### [Text segment]
※
2. The substrate protecting member of the claim 1, wherein the protective layer includes a glass.

3. The substrate protecting member of the claim 1, wherein the first, second and third conductive lines comprise at least one of doped polysilicon, aluminum, copper, titanium or gold.

4. The substrate protecting member of the claim 1, wherein end portions of the first conductive line adjacent to the second and third conductive lines have first widths, and wherein a central portion of the first conductive line has a second width substantially smaller than the first widths.

5. The substrate protecting member of the claim 1, further comprising a fourth conductive line substantially in parallel with the first conductive line, wherein first ends of the first and fourth conductive lines are electrically connected to the second conductive line, and wherein second ends of the first and fourth conductive lines are electrically connected to the third conductive line.

6. The substrate protecting member of the claim 1, further comprising a fourth conductive line and a fifth conductive line, wherein the first and fourth conductive lines are substantially in parallel with one another, wherein first ends of the first conductive lines are electrically connected to the second conductive line, and wherein second ends of the first conductive lines are electrically connected to the third conductive lines, respectively.

7. The substrate protecting member of the claim 1, further comprising a fourth conductive line, substantially in parallel with one another, wherein first and second ends of the first and fourth conductive lines are electrically connected to the second and third conductive lines, respectively.

8. A method of forming an analysis sample, the method comprising:

providing a substrate protecting member including a protective layer and a sensing line, the sensing line including a plurality of conductive lines located on the protective layer;

forming a preliminary analysis sample by attaching the substrate protective member to a substrate having an analysis point such that a first conductive line is electrically connected to an outer portion of the analysis point;

connecting electric signal detectors to end portions of a second and a third conductive line to detect electric signals transferred through the first to third conductive lines;

polishing the preliminary analysis sample in a direction substantially parallel with a direction that the first conductive line is extended;

determining whether the first conductive line is broken by determining a signal change in the electric signal detector; and

forming an analysis sample having a side from which the analysis point is exposed by stopping the polishing process when the first conductive line adjacent to the analysis point is broken.

9. The method of claim 8, wherein the electric signal detector measures and applies current and voltage.

10. The method of claim 8, wherein the substrate protecting member is attached substantially in parallel with a side of the analysis sample.

11. The method of claim 8, wherein a number of the first conductive lines is at least two, the first conductive lines being substantially in parallel with one another, and wherein the analysis point makes contact with the first conductive line that is farthest from an initially polished portion of the preliminary analysis sample.

12. The method of claim 11, wherein first ends of the first conductive lines are electrically connected to the second conductive line, and wherein second ends of the first conductive lines are electrically connected to the third conductive line.
※
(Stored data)
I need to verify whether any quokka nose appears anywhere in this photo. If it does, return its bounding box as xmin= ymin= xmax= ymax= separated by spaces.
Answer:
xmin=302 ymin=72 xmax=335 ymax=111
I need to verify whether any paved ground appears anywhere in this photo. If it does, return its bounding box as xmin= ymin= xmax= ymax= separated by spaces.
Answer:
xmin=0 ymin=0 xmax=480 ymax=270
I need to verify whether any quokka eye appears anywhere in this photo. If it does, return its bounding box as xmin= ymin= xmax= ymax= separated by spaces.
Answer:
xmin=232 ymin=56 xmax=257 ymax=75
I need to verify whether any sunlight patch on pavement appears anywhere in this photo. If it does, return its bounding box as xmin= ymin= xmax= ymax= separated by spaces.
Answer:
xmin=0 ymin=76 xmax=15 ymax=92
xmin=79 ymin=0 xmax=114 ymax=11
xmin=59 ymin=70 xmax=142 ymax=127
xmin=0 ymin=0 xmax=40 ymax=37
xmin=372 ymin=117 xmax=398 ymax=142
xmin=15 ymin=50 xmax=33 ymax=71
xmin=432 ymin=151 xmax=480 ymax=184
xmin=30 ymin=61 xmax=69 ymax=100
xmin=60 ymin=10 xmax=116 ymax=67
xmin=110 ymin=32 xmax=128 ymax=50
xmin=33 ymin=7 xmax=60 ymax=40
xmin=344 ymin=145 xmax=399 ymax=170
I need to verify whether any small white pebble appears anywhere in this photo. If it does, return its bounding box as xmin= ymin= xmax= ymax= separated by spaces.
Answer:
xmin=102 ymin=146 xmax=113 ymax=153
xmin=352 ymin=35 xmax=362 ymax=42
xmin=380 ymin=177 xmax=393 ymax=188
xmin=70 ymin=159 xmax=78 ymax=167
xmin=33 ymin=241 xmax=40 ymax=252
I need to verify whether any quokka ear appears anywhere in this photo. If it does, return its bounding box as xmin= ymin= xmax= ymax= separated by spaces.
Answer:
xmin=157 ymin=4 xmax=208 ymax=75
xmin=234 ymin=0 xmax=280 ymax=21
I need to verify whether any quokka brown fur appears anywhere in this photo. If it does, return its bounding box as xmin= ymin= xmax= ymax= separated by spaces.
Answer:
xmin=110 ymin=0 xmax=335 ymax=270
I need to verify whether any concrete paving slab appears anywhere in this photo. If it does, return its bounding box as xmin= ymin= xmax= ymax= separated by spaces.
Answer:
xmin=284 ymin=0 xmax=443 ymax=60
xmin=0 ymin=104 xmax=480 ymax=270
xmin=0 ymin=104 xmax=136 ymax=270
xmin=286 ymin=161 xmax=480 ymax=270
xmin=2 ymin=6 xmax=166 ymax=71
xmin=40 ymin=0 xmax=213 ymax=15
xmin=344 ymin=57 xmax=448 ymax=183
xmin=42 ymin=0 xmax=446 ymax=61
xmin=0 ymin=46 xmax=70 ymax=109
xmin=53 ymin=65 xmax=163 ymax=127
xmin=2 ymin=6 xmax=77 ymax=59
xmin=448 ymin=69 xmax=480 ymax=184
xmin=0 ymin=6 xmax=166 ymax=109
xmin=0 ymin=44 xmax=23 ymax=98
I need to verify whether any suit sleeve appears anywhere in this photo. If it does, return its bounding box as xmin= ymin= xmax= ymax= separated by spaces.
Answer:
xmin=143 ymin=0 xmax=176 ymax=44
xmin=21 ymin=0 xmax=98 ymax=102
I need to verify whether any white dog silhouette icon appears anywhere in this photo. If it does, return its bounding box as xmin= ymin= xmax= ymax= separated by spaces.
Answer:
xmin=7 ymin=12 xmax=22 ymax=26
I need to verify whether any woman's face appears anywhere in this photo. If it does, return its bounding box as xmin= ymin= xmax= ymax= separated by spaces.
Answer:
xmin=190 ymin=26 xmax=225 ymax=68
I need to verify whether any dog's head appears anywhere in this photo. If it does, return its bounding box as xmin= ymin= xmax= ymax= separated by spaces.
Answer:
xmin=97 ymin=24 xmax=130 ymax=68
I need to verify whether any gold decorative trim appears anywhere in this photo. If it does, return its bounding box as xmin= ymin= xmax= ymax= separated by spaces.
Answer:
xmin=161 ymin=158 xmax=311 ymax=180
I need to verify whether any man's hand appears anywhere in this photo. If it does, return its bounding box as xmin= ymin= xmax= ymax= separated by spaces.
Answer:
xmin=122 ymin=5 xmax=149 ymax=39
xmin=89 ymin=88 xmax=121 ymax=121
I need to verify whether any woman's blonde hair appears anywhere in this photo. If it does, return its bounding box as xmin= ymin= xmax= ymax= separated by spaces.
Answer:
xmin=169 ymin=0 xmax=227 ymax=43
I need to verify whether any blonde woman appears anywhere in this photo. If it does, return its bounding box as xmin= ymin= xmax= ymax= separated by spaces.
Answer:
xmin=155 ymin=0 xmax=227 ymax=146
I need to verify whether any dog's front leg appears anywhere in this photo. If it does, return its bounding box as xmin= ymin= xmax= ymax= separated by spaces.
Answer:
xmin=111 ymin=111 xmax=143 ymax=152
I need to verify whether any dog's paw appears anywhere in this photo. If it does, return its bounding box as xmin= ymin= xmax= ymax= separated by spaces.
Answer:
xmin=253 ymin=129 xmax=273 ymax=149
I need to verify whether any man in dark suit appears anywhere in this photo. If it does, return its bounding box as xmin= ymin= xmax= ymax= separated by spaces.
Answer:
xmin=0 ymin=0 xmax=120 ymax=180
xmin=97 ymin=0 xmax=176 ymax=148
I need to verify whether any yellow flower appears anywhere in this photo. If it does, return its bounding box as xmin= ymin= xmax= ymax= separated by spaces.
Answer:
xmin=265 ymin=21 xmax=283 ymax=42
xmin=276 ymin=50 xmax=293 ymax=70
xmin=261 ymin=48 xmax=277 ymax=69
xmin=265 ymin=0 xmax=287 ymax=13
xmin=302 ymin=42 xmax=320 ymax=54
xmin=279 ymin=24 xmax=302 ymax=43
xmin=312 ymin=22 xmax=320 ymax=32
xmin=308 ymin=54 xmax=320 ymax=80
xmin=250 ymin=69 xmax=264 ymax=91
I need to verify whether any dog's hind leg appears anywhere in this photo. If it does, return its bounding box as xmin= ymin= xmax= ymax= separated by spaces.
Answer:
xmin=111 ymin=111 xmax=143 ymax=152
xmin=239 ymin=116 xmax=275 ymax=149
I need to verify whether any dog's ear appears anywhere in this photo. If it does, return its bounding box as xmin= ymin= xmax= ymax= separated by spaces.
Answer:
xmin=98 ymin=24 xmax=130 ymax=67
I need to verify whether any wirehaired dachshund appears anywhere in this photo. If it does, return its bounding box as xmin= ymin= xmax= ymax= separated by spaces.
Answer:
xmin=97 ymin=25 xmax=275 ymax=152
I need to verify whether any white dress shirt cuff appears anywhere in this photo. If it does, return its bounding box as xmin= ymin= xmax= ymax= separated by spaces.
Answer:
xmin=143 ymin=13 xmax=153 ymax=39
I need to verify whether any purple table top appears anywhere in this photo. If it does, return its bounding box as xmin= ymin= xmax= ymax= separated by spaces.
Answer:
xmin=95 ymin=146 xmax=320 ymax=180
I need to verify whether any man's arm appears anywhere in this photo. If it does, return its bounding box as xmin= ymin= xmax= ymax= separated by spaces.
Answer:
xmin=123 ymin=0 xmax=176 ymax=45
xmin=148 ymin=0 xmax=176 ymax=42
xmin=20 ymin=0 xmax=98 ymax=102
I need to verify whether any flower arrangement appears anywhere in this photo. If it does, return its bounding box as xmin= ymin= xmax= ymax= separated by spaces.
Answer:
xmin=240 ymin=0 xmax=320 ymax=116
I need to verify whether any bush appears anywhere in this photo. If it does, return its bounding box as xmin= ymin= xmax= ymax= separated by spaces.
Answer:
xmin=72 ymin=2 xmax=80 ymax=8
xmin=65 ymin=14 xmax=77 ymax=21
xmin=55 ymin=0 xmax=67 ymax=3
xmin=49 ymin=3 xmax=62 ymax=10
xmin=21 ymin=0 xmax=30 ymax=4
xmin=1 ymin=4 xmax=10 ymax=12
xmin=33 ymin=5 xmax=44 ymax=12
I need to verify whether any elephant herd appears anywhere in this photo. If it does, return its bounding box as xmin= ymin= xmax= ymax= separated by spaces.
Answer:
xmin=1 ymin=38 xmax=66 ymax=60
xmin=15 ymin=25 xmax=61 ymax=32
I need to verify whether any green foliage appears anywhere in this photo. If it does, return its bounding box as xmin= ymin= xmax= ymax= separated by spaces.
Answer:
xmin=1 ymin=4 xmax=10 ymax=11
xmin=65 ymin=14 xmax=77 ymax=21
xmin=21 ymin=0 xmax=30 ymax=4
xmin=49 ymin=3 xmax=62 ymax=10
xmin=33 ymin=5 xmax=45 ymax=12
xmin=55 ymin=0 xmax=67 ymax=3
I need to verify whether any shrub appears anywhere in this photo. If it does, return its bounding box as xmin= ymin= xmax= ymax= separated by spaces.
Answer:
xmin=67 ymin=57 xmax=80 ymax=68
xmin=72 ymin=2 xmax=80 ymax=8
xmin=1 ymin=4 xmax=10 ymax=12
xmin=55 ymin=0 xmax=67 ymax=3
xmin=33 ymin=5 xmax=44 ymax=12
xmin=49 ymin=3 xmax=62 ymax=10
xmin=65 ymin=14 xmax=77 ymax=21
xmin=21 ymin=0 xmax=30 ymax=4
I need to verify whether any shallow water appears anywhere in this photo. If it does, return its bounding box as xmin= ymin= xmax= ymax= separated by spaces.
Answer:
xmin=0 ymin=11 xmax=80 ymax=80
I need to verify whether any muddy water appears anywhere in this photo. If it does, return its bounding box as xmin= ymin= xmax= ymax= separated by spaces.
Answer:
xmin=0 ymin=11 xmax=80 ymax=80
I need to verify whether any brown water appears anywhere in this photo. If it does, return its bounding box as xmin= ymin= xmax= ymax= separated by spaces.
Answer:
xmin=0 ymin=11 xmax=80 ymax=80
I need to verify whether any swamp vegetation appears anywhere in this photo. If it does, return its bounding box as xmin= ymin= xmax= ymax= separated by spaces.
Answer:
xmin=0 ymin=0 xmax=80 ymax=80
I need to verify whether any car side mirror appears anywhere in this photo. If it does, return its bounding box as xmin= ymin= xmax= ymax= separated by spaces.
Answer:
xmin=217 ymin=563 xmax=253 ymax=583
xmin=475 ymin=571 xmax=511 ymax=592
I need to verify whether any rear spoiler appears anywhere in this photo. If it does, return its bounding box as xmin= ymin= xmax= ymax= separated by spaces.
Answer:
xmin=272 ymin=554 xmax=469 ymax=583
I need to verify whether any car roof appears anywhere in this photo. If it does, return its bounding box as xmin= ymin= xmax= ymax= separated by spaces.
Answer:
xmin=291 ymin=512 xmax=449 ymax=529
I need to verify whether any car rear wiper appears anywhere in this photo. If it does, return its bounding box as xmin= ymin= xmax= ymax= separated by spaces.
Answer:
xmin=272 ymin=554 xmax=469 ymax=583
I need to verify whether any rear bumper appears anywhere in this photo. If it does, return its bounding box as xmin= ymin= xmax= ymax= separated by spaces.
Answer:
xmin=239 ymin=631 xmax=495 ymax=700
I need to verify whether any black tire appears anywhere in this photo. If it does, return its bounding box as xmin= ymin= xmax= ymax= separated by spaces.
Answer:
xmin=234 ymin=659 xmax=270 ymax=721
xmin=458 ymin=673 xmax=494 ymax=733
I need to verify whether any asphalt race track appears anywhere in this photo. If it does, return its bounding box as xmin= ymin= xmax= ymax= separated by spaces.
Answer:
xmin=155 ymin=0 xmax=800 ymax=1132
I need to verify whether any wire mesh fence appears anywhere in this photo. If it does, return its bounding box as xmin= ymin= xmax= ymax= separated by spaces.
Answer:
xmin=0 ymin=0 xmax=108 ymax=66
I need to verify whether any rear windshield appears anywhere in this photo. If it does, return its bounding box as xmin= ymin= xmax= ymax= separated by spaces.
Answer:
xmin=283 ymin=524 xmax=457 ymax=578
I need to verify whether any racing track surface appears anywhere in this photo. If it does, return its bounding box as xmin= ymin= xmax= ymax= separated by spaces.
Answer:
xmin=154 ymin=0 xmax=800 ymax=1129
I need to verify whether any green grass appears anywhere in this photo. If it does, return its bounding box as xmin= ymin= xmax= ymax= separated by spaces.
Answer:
※
### [Stated goal 1]
Condense the patent-claims paragraph that begins "5. The substrate protecting member" into a short bulleted list that keeps its main facts.
### [Stated goal 2]
From the patent claims, list every material that the first, second and third conductive lines may comprise.
### [Stated goal 3]
Carry on the patent claims about the substrate protecting member and analysis sample method, picking up right after claim 12.

### [Expected answer 1]
- Depends on claim 1.
- Adds a fourth conductive line substantially parallel to the first conductive line.
- First ends of the first and fourth lines are electrically connected to the second conductive line.
- Second ends of the first and fourth lines are electrically connected to the third conductive line.

### [Expected answer 2]
- Doped polysilicon
- Aluminum
- Copper
- Titanium
- Gold

### [Expected answer 3]
13. The method of claim 12, wherein determining whether the first conductive line is broken includes:

measuring a current flowing through the first, second and third conductive lines after applying a predetermined voltage to the second and third conductive lines; and

detecting a change of the current flowing through the first, second and third conductive lines.

14. The method of claim 12, wherein the determining whether the first conductive line is broken includes:

measuring a voltage from the first, second and third conductive lines after applying a predetermined current to the second and third conductive lines; and

detecting a change of the voltage measured from the first, second and third conductive lines.

15. The method of claim 12, wherein the polishing the preliminary analysis sample includes:

performing a first polishing process using a first slurry composition until the first conductive line nearest to the initially polished portion of the preliminary analysis sample is broken; and

performing a second polishing process using a second slurry composition having a smaller abrasive particle than that of the first slurry composition until the first conductive line nearest to the initially polished portion of the preliminary analysis sample is broken.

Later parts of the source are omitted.